Document section:
About 780,000 years ago, we humans started outsourcing one of our key bodily functions. That is to say, we discovered that using elements external to the body would get the job done more efficiently. So instead of laboriously doing the hard work of breaking down nutrients unaided, our ancestors began to help the job of digestion along – a job that had always, until then, been done internally and self-sufficiently – by cooking their food prior to eating it.
Hundreds of thousands of years later, some thinkers now claim that our use of smartphones and other tools plays a similar role in helping us to function. This time, however, it’s our cognition that we are outsourcing – to an extended mind. It’s argued that the process of cognition in cases like this is done collaboratively, in partnership, with the brain and the external tools both playing a crucial role. But is cognition comparable to digestion in this way? And does the extended mind hypothesis say anything really profound about the way that thinking sometimes happens, or is it simply a trivial truth about modern-day technology?
An unremarkable proposition
Nowadays, it’s true, most of us do use tools like calculators, satnav and predictive text to make things easier for our brains. (And before that, we used pens, paper, maps and books.) But is that really such a big deal?
Advocates of the extended mind would say that these non-biological props, the outside tools that help us to tot up a bill or find our way around, are actually acting as external parts of the cognitive system.
That sounds dramatic. But they’re not saying these items are minds in themselves, or that inanimate objects can carry out cognitive functions independently, without collaboration with a mind. And they’re not claiming that our technological tools are conscious.

Work item: In the passage about the extended mind, about how long ago did humans start cooking food before eating it?

Information supplied:

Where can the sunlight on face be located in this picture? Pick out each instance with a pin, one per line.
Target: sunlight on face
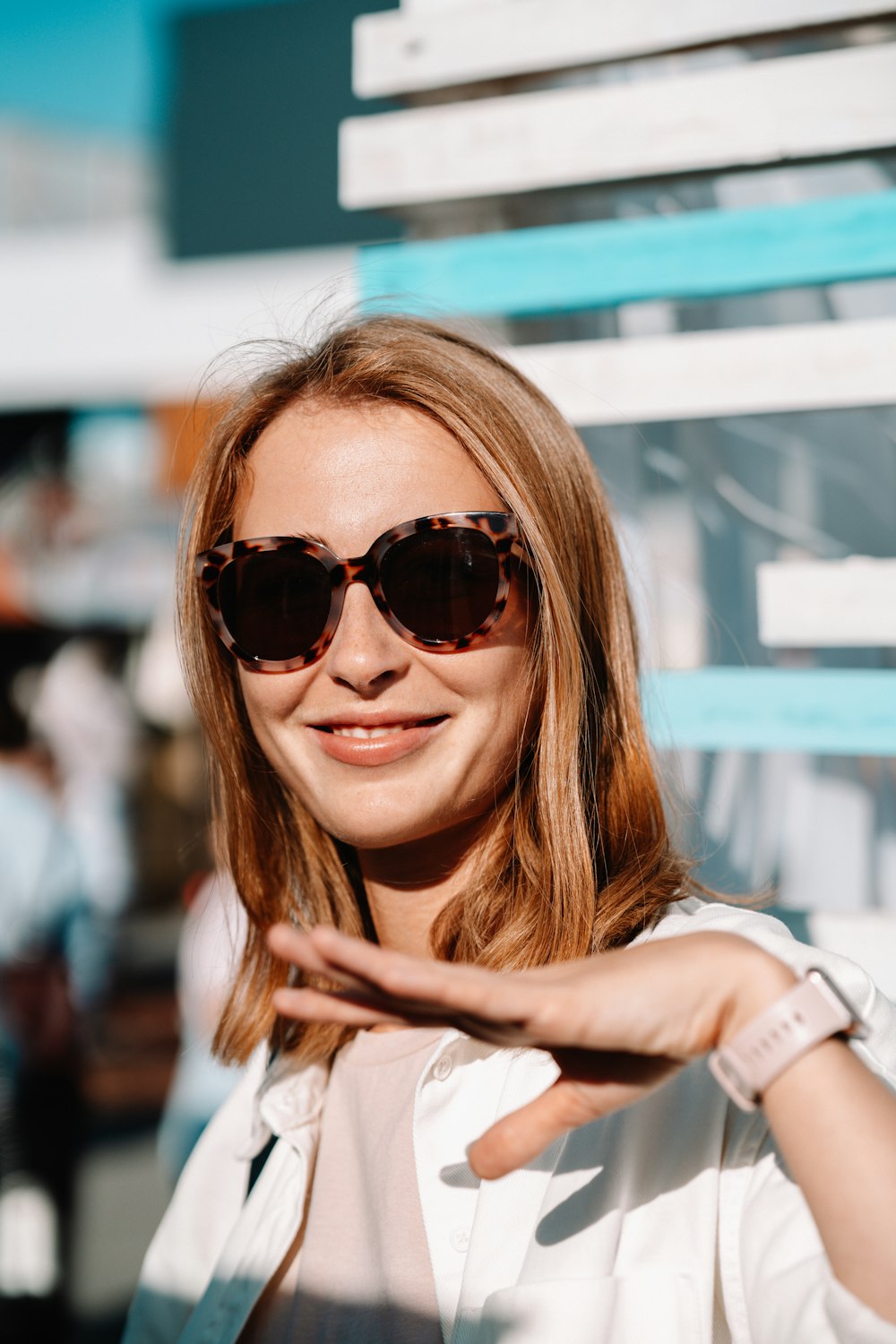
(384, 744)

Result: About 780,000 years ago.